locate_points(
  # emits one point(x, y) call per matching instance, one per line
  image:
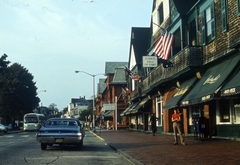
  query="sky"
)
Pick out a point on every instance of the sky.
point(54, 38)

=====

> _WHAT NEEDS TO BE DONE_
Restate all entries exactly; pictures stay out.

> _SOLUTION TO THE PROBLEM_
locate_points(
  # emits one point(x, y) call per matching instance, one per line
  image:
  query="sky"
)
Pick out a point on every instance of the sky.
point(54, 38)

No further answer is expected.